**Objectives:**
(1) From the court opinion, extract the stretch from "138 N.H. 657" through "Constitutions. We affirm.".
(2) Answer these questions from the court opinion:
(a) Which Superior Court judge imposed the sentence?
(b) To how many counts of felonious sexual assault did Little plead guilty?
(c) What prison term did the State promise to recommend under the plea bargain?
(3) State whether each statement agrees with the court opinion. Give yes or no, and quote the words that decide it.
(a) Little entered his guilty pleas before the superior court rejected the plea bargain.
(b) The court imposed a seven-and-one-half to fifteen-year term of imprisonment.
(c) Little concedes that the prosecutor formally recited the terms of the agreed recommendation at the hearing.

**Quoted text:**
— start —

State v. Little

138 N.H. 657 | N.H. | 1994

JOHNSON, J.

In his second appeal to this court, the defendant, Paul Little, seeks relief from a sentence imposed by the Superior Court (Groff, J.) following his pleas of guilty to one count of aggravated felonious sexual assault, RSA 632-A:2 (Supp. 1993), and six counts of felonious sexual assault, RSA 632-A:3 (1986). Little contends that the prosecutor failed to comply with a plea agreement and with this court’s order after his prior appeal, to recommend a particular penalty at the sentencing hearing. He concedes that the prosecutor formally recited the terms of the agreed recommendation at the hearing, but maintains that the prosecutor’s tactics and conduct substantially undermined the recommendation, thus breaching the plea agreement and violating the due process clauses of the State and Federal Constitutions. We affirm.

The State’s prosecution began after Little visited the Hills-borough County Attorney’s Office and confessed that he sexually assaulted a five-year-old boy at a religious retreat. Little eventually negotiated a plea bargain with the State, the essence of which was the State’s promise to recommend a prison term of five to fifteen years with two and one-half years suspended upon successful completion of the sexual offender treatment program at the State Prison. The superior court rejected the plea bargain, however, before Little entered any guilty pleas. The parties do not now dispute that the prosecutor then promised that he would still make the recommendation contained in the plea bargain if Little pled guilty. Little pled guilty, but the prosecutor recommended, and the court imposed, consistent with the probation report, a seven-and-one-half to fifteen-year term of imprisonment.

— end —

**Point labeling dataset excerpts:**

— start —

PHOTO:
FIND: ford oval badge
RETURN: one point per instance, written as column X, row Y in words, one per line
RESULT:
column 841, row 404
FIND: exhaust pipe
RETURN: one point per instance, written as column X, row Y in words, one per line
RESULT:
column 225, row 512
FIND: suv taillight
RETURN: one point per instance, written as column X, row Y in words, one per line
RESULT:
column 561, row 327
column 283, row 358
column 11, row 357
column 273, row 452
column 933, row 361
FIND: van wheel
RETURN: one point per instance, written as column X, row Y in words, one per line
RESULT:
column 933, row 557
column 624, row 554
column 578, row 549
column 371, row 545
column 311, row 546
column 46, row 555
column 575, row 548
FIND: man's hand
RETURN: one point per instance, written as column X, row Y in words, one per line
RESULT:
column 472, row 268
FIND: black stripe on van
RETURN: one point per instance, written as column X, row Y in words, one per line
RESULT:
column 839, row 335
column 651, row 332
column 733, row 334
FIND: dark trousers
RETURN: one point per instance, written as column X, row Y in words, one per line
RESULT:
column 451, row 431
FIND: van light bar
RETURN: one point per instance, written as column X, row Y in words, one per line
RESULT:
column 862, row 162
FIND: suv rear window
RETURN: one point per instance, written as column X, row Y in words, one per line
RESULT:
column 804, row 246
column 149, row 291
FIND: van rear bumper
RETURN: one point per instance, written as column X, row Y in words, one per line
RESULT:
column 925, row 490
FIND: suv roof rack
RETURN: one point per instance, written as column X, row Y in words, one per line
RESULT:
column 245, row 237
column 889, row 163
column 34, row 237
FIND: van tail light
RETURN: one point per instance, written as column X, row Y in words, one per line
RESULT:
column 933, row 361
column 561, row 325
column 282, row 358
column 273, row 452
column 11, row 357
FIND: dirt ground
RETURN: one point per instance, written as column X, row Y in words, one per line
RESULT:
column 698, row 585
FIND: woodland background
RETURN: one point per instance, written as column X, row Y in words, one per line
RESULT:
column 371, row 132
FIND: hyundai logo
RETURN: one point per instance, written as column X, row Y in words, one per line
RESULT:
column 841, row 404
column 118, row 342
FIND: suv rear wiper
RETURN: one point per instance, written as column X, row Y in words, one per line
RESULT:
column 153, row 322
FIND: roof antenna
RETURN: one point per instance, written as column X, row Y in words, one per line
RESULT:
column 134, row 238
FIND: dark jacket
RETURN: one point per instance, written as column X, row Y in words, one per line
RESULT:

— end —

**The responses:**
(1)
138 N.H. 657 | N.H. | 1994

JOHNSON, J.

In his second appeal to this court, the defendant, Paul Little, seeks relief from a sentence imposed by the Superior Court (Groff, J.) following his pleas of guilty to one count of aggravated felonious sexual assault, RSA 632-A:2 (Supp. 1993), and six counts of felonious sexual assault, RSA 632-A:3 (1986). Little contends that the prosecutor failed to comply with a plea agreement and with this court’s order after his prior appeal, to recommend a particular penalty at the sentencing hearing. He concedes that the prosecutor formally recited the terms of the agreed recommendation at the hearing, but maintains that the prosecutor’s tactics and conduct substantially undermined the recommendation, thus breaching the plea agreement and violating the due process clauses of the State and Federal Constitutions. We affirm.

(2)
(a) Groff, J.
(b) Six.
(c) Five to fifteen years, with two and one-half years suspended upon successful completion of the sexual offender treatment program at the State Prison.

(3)
(a) No: "The superior court rejected the plea bargain, however, before Little entered any guilty pleas."
(b) Yes: "the court imposed, consistent with the probation report, a seven-and-one-half to fifteen-year term of imprisonment."
(c) Yes: "He concedes that the prosecutor formally recited the terms of the agreed recommendation at the hearing"